▶ **Stated exercise**
Write out, please, the line containing "One point marks each instance of the power" together with all lines after it, up to and including the last one, with no other output.

======== Task input ========

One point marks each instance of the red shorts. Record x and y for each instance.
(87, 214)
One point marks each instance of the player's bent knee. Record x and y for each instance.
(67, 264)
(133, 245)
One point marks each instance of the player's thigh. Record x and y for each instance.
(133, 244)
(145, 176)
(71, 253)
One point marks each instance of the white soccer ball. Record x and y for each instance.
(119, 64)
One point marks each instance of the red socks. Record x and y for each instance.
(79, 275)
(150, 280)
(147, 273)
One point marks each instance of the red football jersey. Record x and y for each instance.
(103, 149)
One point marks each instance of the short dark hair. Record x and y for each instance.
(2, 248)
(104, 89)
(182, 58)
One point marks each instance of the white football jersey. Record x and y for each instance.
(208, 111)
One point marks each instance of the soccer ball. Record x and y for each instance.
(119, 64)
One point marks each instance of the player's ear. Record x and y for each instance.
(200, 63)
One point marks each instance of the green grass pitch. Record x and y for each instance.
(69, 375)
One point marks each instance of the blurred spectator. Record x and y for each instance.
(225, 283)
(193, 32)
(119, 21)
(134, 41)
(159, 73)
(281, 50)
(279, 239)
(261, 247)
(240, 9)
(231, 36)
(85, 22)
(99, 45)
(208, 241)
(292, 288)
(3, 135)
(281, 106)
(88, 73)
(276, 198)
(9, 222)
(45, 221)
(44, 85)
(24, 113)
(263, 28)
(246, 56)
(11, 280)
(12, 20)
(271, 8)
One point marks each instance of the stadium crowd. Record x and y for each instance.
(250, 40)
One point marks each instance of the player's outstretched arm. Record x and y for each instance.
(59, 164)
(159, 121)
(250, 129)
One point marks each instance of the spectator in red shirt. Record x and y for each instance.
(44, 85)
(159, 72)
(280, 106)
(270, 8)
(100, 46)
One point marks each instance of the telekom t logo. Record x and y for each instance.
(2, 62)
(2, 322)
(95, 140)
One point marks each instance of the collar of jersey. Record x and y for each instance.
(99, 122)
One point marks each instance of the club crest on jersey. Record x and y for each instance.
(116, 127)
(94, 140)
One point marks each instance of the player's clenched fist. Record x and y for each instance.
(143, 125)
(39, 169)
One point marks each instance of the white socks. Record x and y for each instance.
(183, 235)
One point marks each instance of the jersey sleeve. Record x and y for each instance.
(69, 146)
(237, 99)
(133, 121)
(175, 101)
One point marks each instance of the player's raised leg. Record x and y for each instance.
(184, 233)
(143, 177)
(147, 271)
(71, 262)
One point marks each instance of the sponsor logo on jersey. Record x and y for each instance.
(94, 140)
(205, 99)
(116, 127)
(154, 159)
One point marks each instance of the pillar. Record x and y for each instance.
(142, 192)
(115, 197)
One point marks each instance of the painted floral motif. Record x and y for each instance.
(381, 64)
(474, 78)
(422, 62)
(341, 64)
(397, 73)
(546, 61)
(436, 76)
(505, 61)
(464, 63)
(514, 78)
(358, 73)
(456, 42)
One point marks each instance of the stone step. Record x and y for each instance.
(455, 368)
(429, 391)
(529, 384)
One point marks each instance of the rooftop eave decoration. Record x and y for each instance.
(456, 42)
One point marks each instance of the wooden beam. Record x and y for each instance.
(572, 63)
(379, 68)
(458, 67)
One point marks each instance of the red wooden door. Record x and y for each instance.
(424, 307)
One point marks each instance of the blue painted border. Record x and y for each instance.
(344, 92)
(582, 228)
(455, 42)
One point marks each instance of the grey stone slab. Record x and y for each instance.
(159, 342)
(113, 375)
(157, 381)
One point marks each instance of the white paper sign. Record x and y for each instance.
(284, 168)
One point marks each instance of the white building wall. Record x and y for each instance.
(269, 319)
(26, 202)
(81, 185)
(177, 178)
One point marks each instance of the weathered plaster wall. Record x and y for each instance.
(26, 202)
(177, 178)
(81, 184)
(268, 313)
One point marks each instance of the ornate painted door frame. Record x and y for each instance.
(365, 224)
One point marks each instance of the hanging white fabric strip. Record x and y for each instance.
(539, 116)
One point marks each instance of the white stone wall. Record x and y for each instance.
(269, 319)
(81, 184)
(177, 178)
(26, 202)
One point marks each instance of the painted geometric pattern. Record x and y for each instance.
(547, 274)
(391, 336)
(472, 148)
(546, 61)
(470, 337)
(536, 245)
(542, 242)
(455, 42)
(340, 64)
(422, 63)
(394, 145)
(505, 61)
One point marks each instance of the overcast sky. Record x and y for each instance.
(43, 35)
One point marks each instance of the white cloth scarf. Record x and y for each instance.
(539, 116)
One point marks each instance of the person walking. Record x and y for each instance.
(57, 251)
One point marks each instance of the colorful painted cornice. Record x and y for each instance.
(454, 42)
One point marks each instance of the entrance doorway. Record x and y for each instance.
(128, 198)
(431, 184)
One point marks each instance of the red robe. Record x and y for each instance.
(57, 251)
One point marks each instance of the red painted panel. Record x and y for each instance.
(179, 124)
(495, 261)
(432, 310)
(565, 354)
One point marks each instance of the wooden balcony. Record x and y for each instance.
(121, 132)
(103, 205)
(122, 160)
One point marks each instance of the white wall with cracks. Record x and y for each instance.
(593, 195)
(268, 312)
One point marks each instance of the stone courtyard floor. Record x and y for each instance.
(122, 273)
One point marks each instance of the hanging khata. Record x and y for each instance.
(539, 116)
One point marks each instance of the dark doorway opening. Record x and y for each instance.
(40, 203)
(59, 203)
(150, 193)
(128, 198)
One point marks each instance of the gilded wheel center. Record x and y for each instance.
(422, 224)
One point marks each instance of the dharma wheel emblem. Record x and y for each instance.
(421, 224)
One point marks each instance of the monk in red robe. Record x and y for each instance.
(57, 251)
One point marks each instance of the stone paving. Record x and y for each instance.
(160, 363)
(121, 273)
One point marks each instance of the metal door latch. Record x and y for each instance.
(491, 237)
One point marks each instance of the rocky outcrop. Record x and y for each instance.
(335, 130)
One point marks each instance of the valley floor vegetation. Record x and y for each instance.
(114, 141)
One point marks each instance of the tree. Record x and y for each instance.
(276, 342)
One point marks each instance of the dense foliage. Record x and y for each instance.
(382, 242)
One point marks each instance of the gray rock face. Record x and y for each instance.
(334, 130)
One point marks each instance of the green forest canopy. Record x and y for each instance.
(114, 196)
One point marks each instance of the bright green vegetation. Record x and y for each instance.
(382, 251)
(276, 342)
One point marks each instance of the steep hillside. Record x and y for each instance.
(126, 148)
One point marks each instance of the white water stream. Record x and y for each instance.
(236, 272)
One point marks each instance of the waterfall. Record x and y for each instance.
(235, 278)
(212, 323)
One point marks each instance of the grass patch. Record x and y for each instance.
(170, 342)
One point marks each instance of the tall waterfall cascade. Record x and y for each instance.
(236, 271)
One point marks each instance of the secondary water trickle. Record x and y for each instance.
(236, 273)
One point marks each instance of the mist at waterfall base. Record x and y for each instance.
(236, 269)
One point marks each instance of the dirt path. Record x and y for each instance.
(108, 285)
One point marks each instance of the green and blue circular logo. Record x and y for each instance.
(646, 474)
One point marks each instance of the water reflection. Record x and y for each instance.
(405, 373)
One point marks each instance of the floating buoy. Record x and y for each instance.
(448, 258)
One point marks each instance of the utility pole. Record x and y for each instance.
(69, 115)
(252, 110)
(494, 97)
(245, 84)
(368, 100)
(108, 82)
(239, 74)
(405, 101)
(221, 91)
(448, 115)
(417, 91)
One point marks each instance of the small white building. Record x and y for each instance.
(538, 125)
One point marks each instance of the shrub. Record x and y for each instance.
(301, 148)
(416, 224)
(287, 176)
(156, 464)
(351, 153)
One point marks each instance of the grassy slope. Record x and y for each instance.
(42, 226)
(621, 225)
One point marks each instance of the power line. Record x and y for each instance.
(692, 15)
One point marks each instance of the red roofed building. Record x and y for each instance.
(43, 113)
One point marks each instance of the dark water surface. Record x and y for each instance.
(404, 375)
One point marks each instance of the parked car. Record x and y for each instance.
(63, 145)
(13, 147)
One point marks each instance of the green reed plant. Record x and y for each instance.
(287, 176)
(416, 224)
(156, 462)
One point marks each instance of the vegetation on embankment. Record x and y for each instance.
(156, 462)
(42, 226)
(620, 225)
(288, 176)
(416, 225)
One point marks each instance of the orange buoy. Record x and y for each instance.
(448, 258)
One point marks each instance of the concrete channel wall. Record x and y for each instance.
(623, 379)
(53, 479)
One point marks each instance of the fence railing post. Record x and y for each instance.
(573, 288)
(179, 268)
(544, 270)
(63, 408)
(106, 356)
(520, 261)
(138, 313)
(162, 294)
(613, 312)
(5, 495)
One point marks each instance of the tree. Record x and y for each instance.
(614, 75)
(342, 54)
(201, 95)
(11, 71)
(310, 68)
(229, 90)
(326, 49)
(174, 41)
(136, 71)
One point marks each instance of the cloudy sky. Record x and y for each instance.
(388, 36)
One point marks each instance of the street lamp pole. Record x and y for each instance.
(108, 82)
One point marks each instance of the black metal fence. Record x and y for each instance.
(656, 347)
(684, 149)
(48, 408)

========

▶ **Solved exercise**
One point marks each instance of the power line. Record x and y for each instance.
(692, 15)
One point marks each instance of the red roofed building. Record x and y for each instance.
(43, 113)
One point marks each instance of the dark water surface. Record x and y for each instance.
(404, 375)
One point marks each instance of the parked car. Record x and y for each instance.
(63, 145)
(13, 147)
One point marks each instance of the green reed plant. Record x and y for each instance.
(287, 176)
(416, 224)
(156, 462)
One point marks each instance of the vegetation on embankment. Record x and y for each instance.
(156, 462)
(42, 226)
(620, 225)
(288, 176)
(416, 225)
One point marks each instance of the orange buoy. Record x and y for each instance.
(448, 258)
One point marks each instance of the concrete channel wall. Record x and y for each instance.
(623, 379)
(53, 479)
One point marks each instance of the fence railing post. Record x and y for each instance.
(573, 288)
(179, 268)
(544, 270)
(63, 408)
(106, 356)
(520, 261)
(138, 313)
(162, 294)
(613, 312)
(5, 495)
One point marks each instance of the tree. Record x and y for each instance.
(614, 75)
(342, 54)
(201, 95)
(11, 71)
(310, 68)
(229, 90)
(326, 49)
(174, 41)
(136, 71)
One point marks each instance of the cloudy sky. Record x and y for each instance.
(388, 36)
One point marks each instance of the street lamp pole. Record x and y for each instance.
(108, 82)
One point marks each instance of the black metal fence. Record x and y for each instance.
(656, 347)
(684, 149)
(48, 408)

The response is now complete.